[Dataset excerpt]

────────────────

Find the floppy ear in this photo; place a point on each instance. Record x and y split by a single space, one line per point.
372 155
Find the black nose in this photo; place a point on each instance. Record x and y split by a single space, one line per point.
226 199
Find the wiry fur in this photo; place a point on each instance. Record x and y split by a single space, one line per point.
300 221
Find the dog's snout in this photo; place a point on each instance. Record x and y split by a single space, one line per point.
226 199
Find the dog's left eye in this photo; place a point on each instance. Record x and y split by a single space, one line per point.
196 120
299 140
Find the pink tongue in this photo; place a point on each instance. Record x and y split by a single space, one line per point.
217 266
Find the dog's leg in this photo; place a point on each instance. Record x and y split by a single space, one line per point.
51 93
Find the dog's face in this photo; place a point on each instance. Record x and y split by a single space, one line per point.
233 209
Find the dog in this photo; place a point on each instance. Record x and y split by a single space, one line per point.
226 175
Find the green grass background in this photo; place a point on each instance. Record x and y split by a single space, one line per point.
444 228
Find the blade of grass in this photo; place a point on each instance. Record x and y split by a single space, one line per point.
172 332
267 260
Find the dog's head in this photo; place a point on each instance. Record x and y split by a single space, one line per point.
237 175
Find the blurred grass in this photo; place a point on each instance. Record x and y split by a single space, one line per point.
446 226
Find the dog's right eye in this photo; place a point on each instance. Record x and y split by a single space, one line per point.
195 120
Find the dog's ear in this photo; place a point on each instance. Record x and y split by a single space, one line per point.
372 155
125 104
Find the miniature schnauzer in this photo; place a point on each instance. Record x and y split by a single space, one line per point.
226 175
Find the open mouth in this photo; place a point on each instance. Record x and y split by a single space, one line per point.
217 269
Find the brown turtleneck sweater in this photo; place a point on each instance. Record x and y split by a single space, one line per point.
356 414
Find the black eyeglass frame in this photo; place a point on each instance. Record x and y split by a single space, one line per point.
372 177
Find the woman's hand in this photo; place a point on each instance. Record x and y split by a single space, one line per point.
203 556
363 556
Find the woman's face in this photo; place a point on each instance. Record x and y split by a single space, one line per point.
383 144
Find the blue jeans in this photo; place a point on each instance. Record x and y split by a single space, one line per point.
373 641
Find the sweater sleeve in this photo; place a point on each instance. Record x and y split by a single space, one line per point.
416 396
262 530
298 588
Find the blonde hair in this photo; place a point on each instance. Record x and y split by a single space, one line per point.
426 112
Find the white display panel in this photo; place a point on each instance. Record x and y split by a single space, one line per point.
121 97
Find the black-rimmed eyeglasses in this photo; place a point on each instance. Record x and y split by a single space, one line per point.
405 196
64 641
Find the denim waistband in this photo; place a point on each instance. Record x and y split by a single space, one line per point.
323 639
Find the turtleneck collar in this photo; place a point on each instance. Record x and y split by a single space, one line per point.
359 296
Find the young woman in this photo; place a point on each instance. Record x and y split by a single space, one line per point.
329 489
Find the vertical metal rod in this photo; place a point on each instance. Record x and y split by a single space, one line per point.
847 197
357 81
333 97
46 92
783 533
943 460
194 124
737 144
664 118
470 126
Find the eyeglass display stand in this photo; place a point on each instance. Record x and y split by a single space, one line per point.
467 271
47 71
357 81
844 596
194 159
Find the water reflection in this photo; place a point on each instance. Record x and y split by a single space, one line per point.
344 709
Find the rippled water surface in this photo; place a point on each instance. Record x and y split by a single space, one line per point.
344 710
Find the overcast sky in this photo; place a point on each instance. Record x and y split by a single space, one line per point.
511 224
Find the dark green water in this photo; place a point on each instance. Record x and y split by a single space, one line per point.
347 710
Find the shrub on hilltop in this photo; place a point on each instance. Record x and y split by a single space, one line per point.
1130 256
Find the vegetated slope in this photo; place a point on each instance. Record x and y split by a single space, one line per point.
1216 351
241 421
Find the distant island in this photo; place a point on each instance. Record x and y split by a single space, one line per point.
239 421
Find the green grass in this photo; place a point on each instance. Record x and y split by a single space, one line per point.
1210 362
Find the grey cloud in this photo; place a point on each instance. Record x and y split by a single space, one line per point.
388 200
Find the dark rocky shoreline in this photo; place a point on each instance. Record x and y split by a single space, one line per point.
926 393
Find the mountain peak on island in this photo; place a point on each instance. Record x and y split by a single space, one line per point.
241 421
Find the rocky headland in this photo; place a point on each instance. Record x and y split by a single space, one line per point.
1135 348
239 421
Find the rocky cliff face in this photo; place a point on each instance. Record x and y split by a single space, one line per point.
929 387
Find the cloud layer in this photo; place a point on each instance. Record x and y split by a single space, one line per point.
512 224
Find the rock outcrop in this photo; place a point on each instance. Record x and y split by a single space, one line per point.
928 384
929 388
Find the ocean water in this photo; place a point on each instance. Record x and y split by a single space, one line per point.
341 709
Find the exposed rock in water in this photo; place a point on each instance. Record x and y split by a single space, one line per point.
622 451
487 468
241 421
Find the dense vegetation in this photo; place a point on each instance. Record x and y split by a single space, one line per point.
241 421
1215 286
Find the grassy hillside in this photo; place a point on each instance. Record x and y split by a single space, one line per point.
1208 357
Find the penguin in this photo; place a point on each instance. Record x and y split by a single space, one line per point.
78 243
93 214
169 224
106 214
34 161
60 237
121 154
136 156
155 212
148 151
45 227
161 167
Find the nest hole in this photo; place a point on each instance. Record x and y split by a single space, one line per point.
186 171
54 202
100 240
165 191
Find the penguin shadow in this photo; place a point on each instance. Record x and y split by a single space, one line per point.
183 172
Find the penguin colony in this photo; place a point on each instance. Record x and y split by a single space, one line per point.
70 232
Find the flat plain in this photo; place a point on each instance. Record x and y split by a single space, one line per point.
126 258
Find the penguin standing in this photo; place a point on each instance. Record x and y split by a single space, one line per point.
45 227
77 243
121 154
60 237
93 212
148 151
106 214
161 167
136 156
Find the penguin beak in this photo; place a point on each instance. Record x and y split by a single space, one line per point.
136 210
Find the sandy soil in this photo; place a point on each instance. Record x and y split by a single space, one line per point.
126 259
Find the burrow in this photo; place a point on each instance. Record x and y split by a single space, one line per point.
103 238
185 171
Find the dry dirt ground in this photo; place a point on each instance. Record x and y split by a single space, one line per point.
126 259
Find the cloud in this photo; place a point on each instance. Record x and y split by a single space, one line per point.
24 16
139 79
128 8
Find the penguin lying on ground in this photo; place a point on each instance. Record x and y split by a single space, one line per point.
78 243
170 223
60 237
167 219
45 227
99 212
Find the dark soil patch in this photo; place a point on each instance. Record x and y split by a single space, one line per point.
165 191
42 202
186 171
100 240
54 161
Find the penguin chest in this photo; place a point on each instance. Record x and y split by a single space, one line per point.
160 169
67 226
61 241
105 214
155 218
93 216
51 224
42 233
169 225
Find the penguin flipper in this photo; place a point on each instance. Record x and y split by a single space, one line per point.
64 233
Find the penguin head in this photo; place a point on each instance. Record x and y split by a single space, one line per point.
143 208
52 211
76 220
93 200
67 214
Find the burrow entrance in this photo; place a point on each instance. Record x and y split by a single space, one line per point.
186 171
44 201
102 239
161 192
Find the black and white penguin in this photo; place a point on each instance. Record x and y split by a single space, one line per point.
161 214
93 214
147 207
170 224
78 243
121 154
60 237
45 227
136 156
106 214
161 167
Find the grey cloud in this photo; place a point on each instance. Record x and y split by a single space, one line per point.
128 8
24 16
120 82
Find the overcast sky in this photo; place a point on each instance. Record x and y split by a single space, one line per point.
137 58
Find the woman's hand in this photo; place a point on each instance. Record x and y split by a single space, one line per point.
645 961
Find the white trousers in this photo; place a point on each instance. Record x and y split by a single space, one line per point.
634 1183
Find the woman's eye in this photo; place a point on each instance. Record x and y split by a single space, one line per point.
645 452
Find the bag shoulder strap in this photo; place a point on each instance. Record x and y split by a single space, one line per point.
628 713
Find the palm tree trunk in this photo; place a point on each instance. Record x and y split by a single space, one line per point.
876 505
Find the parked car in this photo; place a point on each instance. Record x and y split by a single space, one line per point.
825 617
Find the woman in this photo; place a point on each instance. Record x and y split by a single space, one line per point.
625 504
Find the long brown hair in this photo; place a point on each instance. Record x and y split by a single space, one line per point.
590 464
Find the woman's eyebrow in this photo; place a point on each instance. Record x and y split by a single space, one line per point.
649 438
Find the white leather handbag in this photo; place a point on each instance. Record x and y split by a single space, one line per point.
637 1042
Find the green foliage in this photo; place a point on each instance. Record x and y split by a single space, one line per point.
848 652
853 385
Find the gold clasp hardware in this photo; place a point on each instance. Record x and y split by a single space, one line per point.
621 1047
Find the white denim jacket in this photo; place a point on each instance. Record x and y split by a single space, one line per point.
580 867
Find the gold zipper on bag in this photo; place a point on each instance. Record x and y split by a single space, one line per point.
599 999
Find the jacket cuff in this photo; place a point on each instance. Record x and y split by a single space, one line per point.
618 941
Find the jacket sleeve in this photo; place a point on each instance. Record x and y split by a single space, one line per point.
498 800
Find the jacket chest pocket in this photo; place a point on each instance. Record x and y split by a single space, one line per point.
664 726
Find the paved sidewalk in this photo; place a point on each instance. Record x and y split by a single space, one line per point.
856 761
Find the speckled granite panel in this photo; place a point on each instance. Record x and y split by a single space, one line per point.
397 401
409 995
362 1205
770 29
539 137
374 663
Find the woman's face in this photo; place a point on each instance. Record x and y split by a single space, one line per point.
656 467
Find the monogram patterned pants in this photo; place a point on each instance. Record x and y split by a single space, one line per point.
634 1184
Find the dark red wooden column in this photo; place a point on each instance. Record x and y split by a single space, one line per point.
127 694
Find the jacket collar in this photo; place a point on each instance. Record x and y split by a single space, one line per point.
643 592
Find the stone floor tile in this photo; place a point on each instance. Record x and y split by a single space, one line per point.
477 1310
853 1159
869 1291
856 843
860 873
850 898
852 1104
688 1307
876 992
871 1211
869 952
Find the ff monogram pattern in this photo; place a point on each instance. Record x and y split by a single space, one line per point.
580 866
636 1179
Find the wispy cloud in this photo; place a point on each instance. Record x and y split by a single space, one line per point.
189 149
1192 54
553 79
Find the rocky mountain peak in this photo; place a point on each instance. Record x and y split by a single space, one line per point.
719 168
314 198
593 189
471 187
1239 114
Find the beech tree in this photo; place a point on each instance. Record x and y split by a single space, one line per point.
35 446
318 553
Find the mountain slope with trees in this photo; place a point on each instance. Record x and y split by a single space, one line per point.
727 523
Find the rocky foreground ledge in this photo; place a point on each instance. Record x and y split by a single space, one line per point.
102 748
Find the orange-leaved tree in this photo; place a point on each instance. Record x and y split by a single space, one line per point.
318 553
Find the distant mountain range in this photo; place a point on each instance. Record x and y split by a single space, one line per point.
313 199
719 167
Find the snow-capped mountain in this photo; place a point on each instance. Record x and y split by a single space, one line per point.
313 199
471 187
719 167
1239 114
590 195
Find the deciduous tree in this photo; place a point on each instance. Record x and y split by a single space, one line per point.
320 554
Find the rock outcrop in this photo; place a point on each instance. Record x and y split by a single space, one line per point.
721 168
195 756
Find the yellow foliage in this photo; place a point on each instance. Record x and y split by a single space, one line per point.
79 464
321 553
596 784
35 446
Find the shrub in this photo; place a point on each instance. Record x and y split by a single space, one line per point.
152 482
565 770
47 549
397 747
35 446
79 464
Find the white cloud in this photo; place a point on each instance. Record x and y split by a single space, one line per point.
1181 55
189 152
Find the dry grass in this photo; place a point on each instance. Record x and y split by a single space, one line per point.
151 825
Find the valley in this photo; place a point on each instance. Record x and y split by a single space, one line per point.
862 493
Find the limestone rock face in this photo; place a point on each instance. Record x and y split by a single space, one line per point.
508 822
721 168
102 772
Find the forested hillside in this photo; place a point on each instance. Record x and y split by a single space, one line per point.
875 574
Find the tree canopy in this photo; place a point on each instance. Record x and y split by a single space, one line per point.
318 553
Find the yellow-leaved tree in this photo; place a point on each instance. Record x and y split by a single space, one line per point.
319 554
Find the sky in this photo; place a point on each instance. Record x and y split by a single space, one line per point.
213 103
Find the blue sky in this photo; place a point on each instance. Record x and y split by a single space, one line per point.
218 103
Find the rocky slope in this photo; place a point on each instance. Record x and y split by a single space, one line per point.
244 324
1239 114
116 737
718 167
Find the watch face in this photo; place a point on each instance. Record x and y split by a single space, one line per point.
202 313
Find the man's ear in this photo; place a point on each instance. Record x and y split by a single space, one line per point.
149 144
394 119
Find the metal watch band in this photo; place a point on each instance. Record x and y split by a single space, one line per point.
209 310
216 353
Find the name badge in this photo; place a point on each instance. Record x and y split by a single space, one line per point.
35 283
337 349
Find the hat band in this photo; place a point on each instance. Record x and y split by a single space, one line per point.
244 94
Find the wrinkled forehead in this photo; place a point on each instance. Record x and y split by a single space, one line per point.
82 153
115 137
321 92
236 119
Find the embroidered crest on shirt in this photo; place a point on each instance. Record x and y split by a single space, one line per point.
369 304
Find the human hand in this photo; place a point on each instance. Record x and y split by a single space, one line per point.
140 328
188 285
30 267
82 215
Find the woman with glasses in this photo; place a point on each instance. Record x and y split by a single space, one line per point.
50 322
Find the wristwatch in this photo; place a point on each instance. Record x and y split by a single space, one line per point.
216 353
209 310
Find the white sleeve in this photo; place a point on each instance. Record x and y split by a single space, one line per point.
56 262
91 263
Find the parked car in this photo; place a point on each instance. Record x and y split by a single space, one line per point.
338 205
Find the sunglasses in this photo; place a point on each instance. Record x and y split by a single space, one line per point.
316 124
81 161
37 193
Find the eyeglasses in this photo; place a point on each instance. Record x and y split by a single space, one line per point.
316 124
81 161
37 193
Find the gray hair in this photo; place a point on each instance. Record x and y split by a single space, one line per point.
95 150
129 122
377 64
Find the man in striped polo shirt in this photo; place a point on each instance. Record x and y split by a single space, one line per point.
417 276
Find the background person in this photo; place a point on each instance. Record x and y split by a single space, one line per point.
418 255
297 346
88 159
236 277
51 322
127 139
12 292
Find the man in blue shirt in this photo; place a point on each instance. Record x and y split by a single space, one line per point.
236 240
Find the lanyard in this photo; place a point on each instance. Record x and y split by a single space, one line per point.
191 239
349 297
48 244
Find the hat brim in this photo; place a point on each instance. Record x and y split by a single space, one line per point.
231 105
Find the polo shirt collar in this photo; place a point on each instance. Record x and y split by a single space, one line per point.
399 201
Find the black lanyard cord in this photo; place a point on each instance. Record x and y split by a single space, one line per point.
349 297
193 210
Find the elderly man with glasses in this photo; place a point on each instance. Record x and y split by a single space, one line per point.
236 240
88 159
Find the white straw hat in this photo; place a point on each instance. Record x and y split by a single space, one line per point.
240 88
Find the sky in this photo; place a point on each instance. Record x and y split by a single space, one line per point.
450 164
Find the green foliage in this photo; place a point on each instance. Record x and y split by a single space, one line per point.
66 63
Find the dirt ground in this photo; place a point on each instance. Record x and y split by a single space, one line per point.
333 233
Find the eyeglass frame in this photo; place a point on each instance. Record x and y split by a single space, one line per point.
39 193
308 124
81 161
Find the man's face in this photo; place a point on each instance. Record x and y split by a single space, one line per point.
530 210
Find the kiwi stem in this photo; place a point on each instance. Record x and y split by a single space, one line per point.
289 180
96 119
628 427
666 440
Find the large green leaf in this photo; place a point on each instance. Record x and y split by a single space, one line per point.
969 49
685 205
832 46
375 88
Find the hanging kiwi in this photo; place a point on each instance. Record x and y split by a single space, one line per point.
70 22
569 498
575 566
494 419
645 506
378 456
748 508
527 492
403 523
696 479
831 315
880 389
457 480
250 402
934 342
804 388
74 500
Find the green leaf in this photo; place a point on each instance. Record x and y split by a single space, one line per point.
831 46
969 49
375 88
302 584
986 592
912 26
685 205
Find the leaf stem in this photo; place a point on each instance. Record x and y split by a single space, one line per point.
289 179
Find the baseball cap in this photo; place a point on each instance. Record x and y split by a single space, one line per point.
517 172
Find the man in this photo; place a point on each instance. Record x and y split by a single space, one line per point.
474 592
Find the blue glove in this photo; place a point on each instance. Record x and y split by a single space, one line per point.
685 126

────────────────

**WHAT IS ASKED:** Copy exactly, and only, the lines from the one containing "Find the man's face" through the last line of the listing.

**COMPLETE OUTPUT:**
Find the man's face in this photo; place a point on each instance. Record x and y split by a single space, one line per point.
530 210
Find the kiwi stem in this photo; place a point on each instance. Record x and y split by a single space, one line per point.
289 180
96 119
628 427
666 440
Find the large green leaf in this photo; place a point on each instance. Record x and y split by a single space, one line per point.
969 49
685 205
832 46
375 88
Find the hanging kiwi in this photo; place a point on each instance. Record x and y split by a single space, one line per point.
70 22
569 498
575 566
494 419
645 506
378 456
748 508
527 492
403 523
696 479
831 315
880 389
457 480
250 402
934 342
804 388
74 500
Find the green leaf in this photo; place a point on each instance. Record x and y split by a single space, one line per point.
831 46
969 49
375 88
302 584
986 592
912 26
685 205
Find the leaf stem in this photo; place a point on each instance. Record x and y split by a single space, one line per point.
289 179
Find the baseball cap in this photo; place a point on each instance. Record x and y split by a single space, one line per point.
517 172
Find the man in this photo; place a point on each instance. Record x and y split by a single space, one line per point.
474 592
Find the blue glove in this photo; place a point on each instance. Record x and y split by a single space, one line per point.
685 126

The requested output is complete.